_Task instructions_:
Copy each line exactly.

_Source records_:
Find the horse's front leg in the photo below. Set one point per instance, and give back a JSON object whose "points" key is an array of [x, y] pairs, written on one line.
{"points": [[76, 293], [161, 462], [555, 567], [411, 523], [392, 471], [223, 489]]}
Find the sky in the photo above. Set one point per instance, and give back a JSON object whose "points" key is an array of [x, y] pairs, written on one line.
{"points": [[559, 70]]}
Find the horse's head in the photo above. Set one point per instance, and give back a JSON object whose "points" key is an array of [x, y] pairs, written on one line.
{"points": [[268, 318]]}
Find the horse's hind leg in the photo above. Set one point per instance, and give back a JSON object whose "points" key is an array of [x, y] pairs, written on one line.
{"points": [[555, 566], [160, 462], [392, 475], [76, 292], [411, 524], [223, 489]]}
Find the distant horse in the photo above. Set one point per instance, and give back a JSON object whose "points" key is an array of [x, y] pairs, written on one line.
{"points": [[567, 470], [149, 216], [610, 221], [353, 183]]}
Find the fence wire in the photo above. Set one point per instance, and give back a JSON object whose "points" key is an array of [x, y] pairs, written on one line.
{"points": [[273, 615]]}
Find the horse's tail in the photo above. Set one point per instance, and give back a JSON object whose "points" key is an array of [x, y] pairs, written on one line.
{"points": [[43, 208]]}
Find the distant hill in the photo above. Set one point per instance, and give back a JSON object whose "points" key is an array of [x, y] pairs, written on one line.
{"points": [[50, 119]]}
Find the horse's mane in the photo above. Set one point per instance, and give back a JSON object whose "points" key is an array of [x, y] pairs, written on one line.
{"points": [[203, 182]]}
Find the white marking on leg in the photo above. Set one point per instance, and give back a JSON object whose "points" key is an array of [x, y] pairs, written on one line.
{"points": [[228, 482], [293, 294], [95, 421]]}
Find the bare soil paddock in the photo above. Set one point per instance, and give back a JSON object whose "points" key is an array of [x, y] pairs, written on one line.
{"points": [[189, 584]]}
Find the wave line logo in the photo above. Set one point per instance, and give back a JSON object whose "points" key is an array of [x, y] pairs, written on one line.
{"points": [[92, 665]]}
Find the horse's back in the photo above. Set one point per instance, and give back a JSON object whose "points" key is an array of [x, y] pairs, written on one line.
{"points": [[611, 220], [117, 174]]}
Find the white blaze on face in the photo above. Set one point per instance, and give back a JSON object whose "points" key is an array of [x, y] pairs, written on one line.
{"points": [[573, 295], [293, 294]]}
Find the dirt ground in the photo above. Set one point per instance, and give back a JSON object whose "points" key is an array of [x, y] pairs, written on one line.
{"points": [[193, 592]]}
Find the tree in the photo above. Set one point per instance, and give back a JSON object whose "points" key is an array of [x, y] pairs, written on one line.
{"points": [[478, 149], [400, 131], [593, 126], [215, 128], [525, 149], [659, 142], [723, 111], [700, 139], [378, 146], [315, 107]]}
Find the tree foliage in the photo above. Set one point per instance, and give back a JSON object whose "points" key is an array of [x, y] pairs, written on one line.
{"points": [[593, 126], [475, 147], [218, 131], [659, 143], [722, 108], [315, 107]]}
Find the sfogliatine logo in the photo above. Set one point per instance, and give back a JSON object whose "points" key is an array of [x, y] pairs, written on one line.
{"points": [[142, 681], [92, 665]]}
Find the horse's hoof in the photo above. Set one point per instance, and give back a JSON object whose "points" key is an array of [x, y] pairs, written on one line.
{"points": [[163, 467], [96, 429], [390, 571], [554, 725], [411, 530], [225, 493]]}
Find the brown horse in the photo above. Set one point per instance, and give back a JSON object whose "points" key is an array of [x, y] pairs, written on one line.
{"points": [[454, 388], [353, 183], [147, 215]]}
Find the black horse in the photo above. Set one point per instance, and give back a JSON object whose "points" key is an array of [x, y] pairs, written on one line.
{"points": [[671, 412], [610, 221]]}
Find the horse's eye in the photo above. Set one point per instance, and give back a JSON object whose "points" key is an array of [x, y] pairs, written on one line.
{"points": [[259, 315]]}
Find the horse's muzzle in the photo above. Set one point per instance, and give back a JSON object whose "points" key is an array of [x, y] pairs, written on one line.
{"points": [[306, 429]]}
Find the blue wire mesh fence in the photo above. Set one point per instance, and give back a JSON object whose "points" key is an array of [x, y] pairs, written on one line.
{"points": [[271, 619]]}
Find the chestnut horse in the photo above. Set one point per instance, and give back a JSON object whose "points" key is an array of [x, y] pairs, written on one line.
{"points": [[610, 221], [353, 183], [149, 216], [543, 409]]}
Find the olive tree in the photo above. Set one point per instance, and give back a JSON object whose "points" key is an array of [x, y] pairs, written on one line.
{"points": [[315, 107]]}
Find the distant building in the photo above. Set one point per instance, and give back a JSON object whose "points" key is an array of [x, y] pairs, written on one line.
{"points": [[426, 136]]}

_Exercise output_:
Find the horse's front leg in the photo below. Set one point per instance, and give back a JSON object whose "points" key is an array of [x, y] pairs, written on one line.
{"points": [[76, 293], [161, 462], [555, 567], [411, 523], [392, 471], [223, 489]]}
Find the sky in the photo above. Set one point per instance, and give back a JSON object whose "points" key is an array of [x, y] pairs, written on one line.
{"points": [[559, 70]]}
Find the horse's head in the photo above. Set one point per instance, and give back a JSON object whose "points" key is an array of [x, y] pairs, written on one line.
{"points": [[268, 318]]}
Find the horse's hind leg in the photo above. Set one point per instance, and give back a JSON object whose "points" key is an array of [x, y] pairs, written on one line.
{"points": [[555, 566], [160, 462], [392, 475], [76, 292], [411, 524], [223, 489]]}
Find the distant horse in the photo above. Set one point per instance, and give back a JSON object whose "points" key is an array of [x, y] pairs, written on one line.
{"points": [[567, 470], [149, 216], [610, 221], [353, 183]]}
Find the fence wire in the photo above. Set one point per instance, and give back a JSON object whose "points" key is an array of [x, y] pairs, written on one line.
{"points": [[273, 615]]}
Find the horse's tail in the photo above. Set one point per instance, and give back a JSON object whose "points" key is an array of [x, y] pairs, written on one line.
{"points": [[43, 208]]}
Find the distant hill in the photo above. Set one point per instance, and give back a JSON object whose "points" key is an array of [x, y] pairs, written on one line.
{"points": [[50, 119]]}
Find the horse's mane in the photo above. Set one point per instance, and give back a JSON object whose "points" key is an array of [x, y] pairs, written on one line.
{"points": [[203, 182]]}
Find the white marking on leg in the photo above. Set one point per instance, and give back a JSON object whose "points" key is an array of [x, y] pairs, written on one line.
{"points": [[228, 482], [293, 294], [95, 421]]}
Find the bare soil paddock in the photo above. Set one point per instance, and give back a JSON object whose "points" key is an array of [x, y] pairs, written on one line.
{"points": [[189, 584]]}
Find the wave line logo in the photo above. Set one point per instance, and give back a JSON object whose "points" key is an array of [x, y] pairs, written on one line.
{"points": [[92, 665]]}
Find the horse's back in the photo above. Set one point per instance, and give back a JSON object whose "points" key is an array of [x, y] pairs, written on one line.
{"points": [[611, 220], [117, 174]]}
Find the white blaze on face in the photo above. Set one point per instance, and give back a JSON object whose "points" key is an array of [x, y] pairs, written on one line.
{"points": [[573, 295], [293, 294]]}
Find the dirt ground in the photo above. Set one point per instance, and give back a JSON object whose "points" key is an array of [x, y] pairs, written on one line.
{"points": [[193, 592]]}
Find the tree in the photo above. Set one point per instance, and give back a JSON object whose "points" key is an array of [x, y] pairs, written on one line.
{"points": [[478, 149], [400, 131], [593, 126], [215, 128], [525, 149], [659, 142], [723, 111], [700, 139], [378, 146], [315, 107]]}
Find the tree foliage in the photo above. Set one point per instance, and give back a JSON object whose "points" key is an array of [x, y] pairs, written on one line.
{"points": [[593, 126], [475, 147], [218, 131], [659, 143], [722, 108], [315, 107]]}
Find the sfogliatine logo in the photo above. Set one point per instance, and give back a JSON object whose "points" key is an array of [x, y] pairs, written on one line.
{"points": [[142, 681], [92, 665]]}
Find the horse's hoof in the photo above. Set one point per instance, and give back a JSON object whose "points" key is an array of [x, y] pairs, written on one line.
{"points": [[163, 467], [96, 429], [390, 571], [554, 725], [411, 530], [225, 493]]}
Find the brown horse in the photo above. Set one point per instance, and give back a JSON object whose "points" key is an array of [x, y] pairs, written on one line.
{"points": [[454, 388], [353, 183], [147, 215]]}
Find the black horse in the photo above. Set one point per instance, and give back a JSON object whose "points" key is an array of [x, y] pairs, written on one line.
{"points": [[671, 412], [610, 221]]}
Find the horse's eye in the photo above. Set one point per instance, and give back a JSON object whose "points" key is an array of [x, y] pairs, written on one line.
{"points": [[259, 315]]}
Find the horse's muzzle in the photo above. Set one point per instance, and give back a JSON object whose "points" key is an array of [x, y] pairs, written on one line.
{"points": [[306, 429]]}
Find the blue wire mesh fence in the photo above. Set one point per instance, and give back a JSON object whose "points" key is an array of [x, y] pairs, written on one line.
{"points": [[271, 619]]}
Find the chestnut horse in the photo above. Set one point per instance, and give back a JSON object whose "points" key is an array of [x, y] pairs, written on one line.
{"points": [[610, 221], [353, 183], [149, 216], [543, 409]]}
Find the olive tree in the photo above. Set one point per instance, and give back a JSON object whose "points" key is an array of [x, y] pairs, written on one line.
{"points": [[315, 107]]}
Find the distant building in the photo above. Set one point per instance, and give back a JSON object whose "points" key is an array of [x, y] pairs, written on one line.
{"points": [[426, 136]]}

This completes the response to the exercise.